▶ _Passage_:
·····

Author of "Stepping Heavenward," &c.

I.

FAMILY AND GIRLHOOD.

'N the year 1635, two families from Nasing in Essex, named respectively Payson and Eliot, sailed together for New England, on board the brig "Hopewell." One of the families soon became famous, in the person of John Eliot, the great "apostle of the Indians." In due time, Mary Eliot, a sister of the missionary, became the wife of a member of the other Nasing family, Edward Payson, who had settled in the town of Roxbury. Elizabeth Payson, afterwards Mrs. Prentiss, the subject of this sketch, was of the sixth generation from Edward Payson and Mary Eliot. She was the youngest daughter of the celebrated Edward Payson of Portland, Maine, one of the most devoted pastors and one of the most saintly men that America ever produced.

Edward Payson, the father of Mrs. Prentiss, was the eldest son of the Rev. Seth Payson, D.D., a man of great influence both in the Church and in the State, and an able and faithful minister of Christ. Ordained to the ministry in Portland in 1807, Dr. Edward Payson remained there till his death in 1827, in the forty-fifth year of his age. He was a man of genius as well as of ardent piety, profoundly earnest, yet full of humour. Like other men of high-strung nervous temperament, he was subject to fits of depression that often gave him an aspect of melancholy and sometimes sank him into the depths. Mrs. Prentiss resembled her father in the union of the humorous and the serious, as she did also in another feature, the power of her spirit to triumph over the body under intense pain.

·····

Records:

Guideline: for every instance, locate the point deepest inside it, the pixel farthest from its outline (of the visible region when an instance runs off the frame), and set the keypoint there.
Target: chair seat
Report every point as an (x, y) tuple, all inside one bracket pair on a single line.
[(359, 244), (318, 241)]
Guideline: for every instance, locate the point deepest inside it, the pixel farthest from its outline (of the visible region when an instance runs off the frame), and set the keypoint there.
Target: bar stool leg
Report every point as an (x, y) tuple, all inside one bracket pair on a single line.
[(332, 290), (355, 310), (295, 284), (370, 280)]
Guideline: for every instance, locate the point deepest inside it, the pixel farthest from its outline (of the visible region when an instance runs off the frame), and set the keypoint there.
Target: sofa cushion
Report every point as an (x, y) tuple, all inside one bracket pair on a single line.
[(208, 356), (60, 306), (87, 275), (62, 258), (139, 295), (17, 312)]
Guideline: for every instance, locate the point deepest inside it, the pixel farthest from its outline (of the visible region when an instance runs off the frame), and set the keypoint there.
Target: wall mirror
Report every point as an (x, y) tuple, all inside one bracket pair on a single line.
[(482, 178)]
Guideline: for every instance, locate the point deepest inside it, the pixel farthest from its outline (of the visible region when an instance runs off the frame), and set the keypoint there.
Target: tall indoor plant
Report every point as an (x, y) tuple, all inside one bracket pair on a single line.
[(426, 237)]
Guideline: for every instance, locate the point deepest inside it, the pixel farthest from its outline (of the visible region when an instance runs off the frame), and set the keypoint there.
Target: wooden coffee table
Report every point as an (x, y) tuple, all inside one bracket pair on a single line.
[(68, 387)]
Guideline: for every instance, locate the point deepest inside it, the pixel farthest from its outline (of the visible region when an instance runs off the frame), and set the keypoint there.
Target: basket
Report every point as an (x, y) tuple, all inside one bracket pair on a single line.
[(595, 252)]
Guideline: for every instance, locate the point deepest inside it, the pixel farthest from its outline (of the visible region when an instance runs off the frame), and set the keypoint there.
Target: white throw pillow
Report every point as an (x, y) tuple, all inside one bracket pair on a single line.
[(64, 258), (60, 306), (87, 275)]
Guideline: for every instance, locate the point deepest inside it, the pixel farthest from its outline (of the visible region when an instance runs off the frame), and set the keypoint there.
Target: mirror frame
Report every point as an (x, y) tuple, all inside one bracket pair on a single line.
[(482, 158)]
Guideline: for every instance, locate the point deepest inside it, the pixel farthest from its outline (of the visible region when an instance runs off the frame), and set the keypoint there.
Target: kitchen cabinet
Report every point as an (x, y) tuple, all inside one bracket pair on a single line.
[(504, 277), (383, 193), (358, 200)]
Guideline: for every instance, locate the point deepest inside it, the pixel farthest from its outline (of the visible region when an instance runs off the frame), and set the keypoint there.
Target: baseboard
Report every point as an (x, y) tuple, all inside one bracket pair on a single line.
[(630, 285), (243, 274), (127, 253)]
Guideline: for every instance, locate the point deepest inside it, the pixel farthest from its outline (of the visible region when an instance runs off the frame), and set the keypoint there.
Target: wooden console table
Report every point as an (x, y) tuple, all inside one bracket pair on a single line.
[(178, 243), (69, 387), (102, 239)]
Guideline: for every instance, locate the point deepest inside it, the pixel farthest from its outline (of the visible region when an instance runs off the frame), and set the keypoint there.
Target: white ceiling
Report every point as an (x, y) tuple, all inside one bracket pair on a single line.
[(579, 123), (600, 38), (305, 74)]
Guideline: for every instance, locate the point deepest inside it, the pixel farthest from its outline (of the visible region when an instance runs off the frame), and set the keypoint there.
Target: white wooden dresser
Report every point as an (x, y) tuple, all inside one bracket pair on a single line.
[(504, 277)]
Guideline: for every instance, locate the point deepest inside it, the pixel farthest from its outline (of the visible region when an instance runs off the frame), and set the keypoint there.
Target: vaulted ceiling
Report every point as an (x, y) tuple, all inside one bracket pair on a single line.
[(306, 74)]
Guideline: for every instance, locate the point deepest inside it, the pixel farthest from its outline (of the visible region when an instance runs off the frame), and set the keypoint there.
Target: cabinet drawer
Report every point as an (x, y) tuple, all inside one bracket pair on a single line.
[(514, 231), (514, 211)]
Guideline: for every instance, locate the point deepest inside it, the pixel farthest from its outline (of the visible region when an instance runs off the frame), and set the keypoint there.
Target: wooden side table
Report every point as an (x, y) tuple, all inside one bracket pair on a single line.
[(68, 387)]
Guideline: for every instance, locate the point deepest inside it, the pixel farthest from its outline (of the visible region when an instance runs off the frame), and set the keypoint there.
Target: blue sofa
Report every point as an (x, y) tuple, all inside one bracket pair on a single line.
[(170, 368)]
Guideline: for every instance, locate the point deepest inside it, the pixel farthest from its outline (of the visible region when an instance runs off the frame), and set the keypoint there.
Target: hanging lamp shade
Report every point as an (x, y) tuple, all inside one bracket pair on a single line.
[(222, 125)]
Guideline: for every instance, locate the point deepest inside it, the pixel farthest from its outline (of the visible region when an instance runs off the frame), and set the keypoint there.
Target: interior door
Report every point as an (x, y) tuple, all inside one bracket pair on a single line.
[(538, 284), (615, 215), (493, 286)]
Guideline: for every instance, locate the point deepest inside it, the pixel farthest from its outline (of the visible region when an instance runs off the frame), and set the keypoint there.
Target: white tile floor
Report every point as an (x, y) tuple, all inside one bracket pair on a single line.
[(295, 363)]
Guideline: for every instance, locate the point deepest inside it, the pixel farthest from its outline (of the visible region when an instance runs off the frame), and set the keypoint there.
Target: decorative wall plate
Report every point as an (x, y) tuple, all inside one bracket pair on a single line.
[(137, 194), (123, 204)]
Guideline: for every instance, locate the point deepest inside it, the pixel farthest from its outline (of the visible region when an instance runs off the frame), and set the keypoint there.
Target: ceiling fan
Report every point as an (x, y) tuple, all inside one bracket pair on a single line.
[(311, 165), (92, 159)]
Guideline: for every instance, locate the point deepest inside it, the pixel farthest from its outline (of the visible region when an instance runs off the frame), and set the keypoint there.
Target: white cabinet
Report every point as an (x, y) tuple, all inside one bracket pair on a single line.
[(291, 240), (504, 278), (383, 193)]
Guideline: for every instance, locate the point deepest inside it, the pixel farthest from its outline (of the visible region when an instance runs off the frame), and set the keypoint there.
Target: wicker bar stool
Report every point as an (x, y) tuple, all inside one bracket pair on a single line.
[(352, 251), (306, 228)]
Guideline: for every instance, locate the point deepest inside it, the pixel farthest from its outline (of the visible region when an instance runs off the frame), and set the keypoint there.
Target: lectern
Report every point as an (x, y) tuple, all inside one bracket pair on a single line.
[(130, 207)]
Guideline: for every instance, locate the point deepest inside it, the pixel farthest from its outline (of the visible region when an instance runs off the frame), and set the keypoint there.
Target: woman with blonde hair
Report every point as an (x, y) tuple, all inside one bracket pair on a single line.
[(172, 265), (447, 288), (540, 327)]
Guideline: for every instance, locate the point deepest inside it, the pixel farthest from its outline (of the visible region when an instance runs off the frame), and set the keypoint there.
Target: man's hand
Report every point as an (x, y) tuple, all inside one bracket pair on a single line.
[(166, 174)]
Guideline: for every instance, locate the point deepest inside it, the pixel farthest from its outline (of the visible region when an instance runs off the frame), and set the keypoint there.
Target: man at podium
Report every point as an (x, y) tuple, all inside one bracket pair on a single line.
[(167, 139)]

·····

▶ _Jobs_:
**A.** According to the sketch, why did Dr. Edward Payson often have an aspect of melancholy? Answer in one to three sentences.
**B.** Answer these questions from the sketch:
(i) On what brig did the Payson and Eliot families sail for New England?
(ii) In what town did Edward Payson, the husband of Mary Eliot, settle?
(iii) In what year was Dr. Edward Payson ordained to the ministry in Portland?
**C.** Pick up the sketch of Elizabeth Payson Prentiss after its last sentence and continue it.

▶ _Task-by-task outputs_:
**A.** He had a high-strung nervous temperament, and like other men of that kind he was subject to fits of depression. These gave him an aspect of melancholy and sometimes sank him into the depths.

**B.**
(i) The "Hopewell."
(ii) Roxbury.
(iii) 1807.

**C.**
She was his youngest daughter, born in 1818, and was only nine at the time of her father's death. But during these years she had been wonderfully close to him, loving and honouring him with an intensity very remarkable in a child; he had become her very ideal and delight. What was said of Sara Coleridge might have been said of her" her father had looked down into her eyes and left in them the light of his own." She was a delicate child; in after life she

used to say, "I never knew what it was to feel well." Sick headache, pain in the side, fainting fits were among her ordinary experiences, yet the vivacity of her nature kept her bright and cheerful under all. In 1830, at the age of twelve, she made a public confession of Christ at the Lord's Table. By her companions and all who knew her, her piety, though marked by no special features, was regarded as of a decided character. But during a revival in 1837-8, being then in her twentieth year, she had strong doubts whether she really had been a true Christian. How she passed out of her doubts she scarcely knew, but being engaged in the duties of a school, she became so interested in them that she ceased to give much attention to herself. The following winter a deep anxiety about divine things was shown by most of her scholars; she tried to guide them to Christ, and watched with great interest the progress of their minds after they had consecrated themselves to Him.

After a while a strange reaction set in. She became careless in her religious habits, shrank from the Lord's Table as a place of torture, and for a fortnight at least omitted all exercises of private devotion.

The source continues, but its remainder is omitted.